Interestingly, just a couple of short years later employees from Hughes Aircraft & Bell Labs founded MicroDynamics, directly competing with Gerber Technology. They delivered the next generation fashion 2D apparel and textiles CAD and 2&3D FDS (Footwear Design Systems) solutions using the world’s first for-fashion colour graphics-based CAD systems, operating on the IBM XT personal computer. At the same time Lectra Systems, came to the world of fashion with card pattern cutting systems. It was an extremely revolutionary time for innovation with new competitors in the CAD/CAM market springing up year on year.

My involvement in digital fashion began on the factory floor in the late ’70s, when we introduced the Commodore Pet to help machinists support training, productivity and WIP (Work in Progress). Since, I’ve seen retailers, brands and manufacturers following a fragmented point solution approach to digital business efficiency. At least back then we had no alternatives as the MRP (Material Resource Planning), ERP and CAD/CAM solutions in the main operated as closed systems with no real ability to connect and share data between them.

The introduction of computerisation was driven by businesses focused only on solving one problem at a time, with no regard to how the data (inputs and outputs) could potentially be linked to other digital solutions within a business. In other words, digital problem-solving in the early days of computerisation related to solving problems on a per department basis (Merchandising, Sales, Operations, Design, Cutting, Costing, Manufacturing, Distribution, Finance and Accounting). And at this time most manufacturing was undertaken in local factories; the idea of offshore manufacturing was still ten years away for the majority of businesses.

◆ THE DATA ◆
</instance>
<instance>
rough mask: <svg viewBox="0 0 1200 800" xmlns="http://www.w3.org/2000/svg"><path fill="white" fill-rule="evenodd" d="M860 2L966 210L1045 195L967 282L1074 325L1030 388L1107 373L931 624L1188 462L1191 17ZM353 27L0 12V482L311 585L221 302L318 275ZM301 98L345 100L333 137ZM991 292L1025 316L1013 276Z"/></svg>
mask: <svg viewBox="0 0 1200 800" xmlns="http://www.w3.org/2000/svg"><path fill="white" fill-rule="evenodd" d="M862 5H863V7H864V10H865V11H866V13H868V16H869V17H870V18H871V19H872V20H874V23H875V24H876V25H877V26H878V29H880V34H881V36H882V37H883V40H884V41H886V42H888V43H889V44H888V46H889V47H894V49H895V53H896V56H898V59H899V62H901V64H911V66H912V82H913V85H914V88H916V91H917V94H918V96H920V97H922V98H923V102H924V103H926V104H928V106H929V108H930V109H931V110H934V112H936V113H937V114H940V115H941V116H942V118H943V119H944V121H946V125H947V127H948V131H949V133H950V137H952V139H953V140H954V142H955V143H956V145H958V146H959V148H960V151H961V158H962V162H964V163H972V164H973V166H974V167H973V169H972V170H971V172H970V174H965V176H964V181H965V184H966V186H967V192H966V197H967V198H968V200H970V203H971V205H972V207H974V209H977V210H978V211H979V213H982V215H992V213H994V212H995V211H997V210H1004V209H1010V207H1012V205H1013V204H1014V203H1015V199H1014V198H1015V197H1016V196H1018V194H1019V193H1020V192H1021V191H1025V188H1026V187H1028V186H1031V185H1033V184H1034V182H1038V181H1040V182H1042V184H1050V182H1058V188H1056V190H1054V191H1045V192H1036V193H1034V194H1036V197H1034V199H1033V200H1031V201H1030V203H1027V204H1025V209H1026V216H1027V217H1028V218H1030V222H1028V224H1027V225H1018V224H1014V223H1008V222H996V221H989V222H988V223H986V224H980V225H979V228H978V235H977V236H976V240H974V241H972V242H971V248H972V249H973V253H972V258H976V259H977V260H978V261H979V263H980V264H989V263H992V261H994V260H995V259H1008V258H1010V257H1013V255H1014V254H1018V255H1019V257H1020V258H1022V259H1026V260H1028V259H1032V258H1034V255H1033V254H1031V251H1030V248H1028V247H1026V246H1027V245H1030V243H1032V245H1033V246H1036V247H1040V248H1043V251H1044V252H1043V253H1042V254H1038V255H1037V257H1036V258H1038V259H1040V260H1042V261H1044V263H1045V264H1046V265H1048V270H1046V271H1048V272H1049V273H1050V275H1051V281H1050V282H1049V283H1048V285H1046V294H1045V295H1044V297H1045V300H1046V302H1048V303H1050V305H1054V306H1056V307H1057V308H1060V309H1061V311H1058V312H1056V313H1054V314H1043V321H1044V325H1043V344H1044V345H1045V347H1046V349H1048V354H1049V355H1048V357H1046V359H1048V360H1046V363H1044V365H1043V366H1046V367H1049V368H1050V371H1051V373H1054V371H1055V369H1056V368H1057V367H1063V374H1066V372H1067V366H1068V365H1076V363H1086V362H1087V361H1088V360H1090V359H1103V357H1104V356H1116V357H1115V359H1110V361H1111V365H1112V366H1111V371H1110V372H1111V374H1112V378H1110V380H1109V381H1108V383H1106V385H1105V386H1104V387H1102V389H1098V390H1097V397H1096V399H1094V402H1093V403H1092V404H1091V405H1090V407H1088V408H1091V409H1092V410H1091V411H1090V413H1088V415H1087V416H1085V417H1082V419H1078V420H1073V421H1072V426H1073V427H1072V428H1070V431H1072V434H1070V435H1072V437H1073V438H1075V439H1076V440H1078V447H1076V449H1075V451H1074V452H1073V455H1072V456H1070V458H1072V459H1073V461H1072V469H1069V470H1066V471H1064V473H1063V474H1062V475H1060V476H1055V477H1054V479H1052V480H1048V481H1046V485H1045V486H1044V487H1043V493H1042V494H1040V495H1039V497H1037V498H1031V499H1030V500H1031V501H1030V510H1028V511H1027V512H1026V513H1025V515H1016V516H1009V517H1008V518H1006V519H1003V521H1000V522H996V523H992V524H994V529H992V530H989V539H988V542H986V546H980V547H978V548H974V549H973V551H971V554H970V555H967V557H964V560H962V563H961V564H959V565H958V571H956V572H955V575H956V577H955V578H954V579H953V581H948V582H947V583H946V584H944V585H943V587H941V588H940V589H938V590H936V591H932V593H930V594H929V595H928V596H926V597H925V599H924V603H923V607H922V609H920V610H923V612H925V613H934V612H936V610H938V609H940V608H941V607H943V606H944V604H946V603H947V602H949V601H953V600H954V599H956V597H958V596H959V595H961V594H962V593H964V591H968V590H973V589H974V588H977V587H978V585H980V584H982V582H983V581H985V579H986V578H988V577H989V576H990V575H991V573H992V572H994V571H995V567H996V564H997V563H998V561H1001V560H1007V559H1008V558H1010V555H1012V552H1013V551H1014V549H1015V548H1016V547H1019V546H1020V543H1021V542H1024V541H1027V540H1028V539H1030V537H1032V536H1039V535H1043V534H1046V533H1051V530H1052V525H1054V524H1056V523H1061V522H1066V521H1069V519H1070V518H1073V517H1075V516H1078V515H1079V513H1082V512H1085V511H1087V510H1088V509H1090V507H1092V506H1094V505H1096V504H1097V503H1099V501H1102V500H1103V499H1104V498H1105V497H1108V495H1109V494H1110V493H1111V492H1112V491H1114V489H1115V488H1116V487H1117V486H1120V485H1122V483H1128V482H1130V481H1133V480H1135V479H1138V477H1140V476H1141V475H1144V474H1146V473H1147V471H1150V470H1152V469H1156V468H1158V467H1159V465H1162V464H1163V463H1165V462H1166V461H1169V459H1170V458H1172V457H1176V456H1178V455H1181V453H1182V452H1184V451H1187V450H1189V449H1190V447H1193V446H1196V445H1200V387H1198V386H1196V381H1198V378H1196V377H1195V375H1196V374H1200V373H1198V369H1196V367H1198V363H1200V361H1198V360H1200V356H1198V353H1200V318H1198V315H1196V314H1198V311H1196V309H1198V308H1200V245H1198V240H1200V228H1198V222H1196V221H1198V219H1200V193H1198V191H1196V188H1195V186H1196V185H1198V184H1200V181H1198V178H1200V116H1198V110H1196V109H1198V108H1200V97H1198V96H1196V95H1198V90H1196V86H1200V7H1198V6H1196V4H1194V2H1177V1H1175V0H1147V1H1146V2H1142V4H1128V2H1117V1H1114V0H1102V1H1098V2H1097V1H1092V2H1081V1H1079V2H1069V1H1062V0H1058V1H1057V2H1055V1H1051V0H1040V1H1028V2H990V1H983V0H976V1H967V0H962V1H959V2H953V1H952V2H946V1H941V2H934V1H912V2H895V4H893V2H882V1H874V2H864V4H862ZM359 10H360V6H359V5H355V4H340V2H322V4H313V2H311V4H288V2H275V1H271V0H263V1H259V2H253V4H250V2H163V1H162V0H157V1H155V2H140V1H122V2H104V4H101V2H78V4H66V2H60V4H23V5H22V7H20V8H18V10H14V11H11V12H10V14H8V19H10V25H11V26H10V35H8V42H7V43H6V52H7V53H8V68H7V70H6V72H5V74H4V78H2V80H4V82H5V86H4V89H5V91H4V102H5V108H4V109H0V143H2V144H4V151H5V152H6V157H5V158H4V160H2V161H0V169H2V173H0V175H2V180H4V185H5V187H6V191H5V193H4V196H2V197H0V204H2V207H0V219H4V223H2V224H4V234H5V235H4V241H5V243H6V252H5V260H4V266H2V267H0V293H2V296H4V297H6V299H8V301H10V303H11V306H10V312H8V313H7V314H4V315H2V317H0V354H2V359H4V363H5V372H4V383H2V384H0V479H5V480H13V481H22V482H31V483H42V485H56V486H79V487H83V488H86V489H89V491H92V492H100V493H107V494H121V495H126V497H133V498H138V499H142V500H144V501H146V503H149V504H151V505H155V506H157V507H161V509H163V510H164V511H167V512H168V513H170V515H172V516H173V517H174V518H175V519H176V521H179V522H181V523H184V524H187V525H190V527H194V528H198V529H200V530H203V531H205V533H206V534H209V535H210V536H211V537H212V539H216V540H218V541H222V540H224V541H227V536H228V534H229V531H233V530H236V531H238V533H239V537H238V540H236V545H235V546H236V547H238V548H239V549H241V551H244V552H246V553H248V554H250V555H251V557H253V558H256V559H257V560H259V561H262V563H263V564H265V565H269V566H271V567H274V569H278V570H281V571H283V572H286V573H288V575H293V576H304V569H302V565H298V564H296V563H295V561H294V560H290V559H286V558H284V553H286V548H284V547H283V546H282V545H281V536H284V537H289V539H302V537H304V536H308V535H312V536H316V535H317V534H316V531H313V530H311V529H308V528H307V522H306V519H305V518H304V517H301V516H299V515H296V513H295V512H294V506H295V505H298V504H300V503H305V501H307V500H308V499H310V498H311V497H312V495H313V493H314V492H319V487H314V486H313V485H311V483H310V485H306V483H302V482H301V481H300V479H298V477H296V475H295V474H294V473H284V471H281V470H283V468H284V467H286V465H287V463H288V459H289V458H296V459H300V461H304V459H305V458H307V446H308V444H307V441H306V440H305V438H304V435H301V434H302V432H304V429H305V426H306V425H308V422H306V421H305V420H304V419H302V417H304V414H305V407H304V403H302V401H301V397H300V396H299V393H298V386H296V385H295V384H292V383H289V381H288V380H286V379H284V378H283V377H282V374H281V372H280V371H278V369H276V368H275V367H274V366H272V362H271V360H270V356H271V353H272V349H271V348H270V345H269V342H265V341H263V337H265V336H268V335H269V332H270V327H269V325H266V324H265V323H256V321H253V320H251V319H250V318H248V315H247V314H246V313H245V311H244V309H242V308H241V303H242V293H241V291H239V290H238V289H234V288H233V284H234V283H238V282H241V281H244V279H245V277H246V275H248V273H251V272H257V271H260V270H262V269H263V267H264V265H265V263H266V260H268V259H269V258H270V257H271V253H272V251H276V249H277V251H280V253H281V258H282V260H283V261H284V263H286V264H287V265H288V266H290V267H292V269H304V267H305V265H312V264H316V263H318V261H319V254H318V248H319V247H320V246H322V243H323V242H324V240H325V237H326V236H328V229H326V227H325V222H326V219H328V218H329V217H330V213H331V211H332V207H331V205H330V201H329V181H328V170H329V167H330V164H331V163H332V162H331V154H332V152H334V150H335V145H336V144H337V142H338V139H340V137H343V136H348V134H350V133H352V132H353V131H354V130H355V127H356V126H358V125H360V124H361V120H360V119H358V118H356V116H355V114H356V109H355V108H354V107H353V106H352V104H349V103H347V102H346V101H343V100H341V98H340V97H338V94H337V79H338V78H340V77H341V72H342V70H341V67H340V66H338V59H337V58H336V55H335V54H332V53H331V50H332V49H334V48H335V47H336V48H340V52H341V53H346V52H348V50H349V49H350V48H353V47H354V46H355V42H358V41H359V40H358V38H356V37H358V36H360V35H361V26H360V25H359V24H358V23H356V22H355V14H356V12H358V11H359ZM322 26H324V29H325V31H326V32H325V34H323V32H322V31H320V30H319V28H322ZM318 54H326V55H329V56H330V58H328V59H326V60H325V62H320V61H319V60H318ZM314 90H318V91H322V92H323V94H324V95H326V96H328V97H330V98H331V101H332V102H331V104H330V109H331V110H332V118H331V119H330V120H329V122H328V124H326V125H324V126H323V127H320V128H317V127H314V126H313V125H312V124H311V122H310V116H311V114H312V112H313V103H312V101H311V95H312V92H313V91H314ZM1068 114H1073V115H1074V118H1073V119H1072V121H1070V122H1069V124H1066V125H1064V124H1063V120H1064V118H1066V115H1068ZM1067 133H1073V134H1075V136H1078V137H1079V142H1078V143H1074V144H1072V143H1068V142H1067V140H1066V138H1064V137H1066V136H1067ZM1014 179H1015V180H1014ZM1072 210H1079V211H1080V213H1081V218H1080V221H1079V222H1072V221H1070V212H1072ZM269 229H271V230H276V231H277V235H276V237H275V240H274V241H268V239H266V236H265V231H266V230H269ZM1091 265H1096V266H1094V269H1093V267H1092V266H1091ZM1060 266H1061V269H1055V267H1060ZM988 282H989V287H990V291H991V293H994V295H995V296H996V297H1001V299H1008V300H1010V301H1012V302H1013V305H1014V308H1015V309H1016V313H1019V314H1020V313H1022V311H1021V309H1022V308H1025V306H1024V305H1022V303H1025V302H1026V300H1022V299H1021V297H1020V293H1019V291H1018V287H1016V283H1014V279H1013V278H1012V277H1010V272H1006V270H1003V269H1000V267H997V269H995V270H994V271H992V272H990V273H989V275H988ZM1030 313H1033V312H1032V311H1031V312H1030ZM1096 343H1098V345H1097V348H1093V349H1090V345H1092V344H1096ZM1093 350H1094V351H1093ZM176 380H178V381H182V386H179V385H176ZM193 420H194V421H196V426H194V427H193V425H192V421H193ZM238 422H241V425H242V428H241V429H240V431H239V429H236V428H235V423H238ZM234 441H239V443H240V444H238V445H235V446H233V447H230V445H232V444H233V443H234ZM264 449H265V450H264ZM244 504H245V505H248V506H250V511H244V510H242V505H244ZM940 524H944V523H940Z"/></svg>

◆ WHAT TO DO ◆
(a) Write out the passage on early fashion CAD history from "My involvement in" up to and including "data between them.", word for word.
(b) Carry on the account of digital fashion's early computerization from the point where it stops.

◆ ANSWERS FOR THE EXERCISE ◆
(a)
My involvement in digital fashion began on the factory floor in the late ’70s, when we introduced the Commodore Pet to help machinists support training, productivity and WIP (Work in Progress). Since, I’ve seen retailers, brands and manufacturers following a fragmented point solution approach to digital business efficiency. At least back then we had no alternatives as the MRP (Material Resource Planning), ERP and CAD/CAM solutions in the main operated as closed systems with no real ability to connect and share data between them.

(b)
Traditionally both retail and manufacturing operated on mainframes and midrange that started in the mid-1960s. Over the next couple of decades, personal computers started to replace the then dumb terminals connected to these mainframes. The improved computing capacity of personal computers was largely ignored or used on an individual level. With so much computing power idle, many organisations started to rethink the model and considered sharing, or splitting, some of the processing demands between the mainframe and the new PCs. This was the start of the client server technology era that really got going in the mid-1980s. If you think about it, the internet is also a great example of a client server technology. The Internet is the server and your PCs are the clients and requests are sent by each of us to the server. The Internet server then searches for the subject and provides us with options. Hence, the Internet is a huge collection of servers that responds to various types of clients.

Who needs information, anyway?

Who needs information, anyway? was the title of a PDM brochure introducing the first PDM system from Microdynamics IIS (Integrated Information Systems) in the ‘80s, with one of the first central database technologies enabling information coming from pattern design, grading and marking systems. PDM continued to be developed over the next 15 years – around the same time retailers, brands and local manufacturing continued its drive to move production offshore, meaning that communication and supply chain partner collaboration was yet another new digital requirement. So, to support this continued move in the early part of the millennium, PLM came to market at a time when the Internet was maturing. This is when the fashion sector started to look beyond solving departmental issues and moving toward solving the challenge of connecting the end-to-end value chain.

What was once considered a dream – back in the early ‘80s when Unix marketed the term Open Systems concept, followed by IBM and HP in the late ’90s with Open Source – is now the reality of the 21st century.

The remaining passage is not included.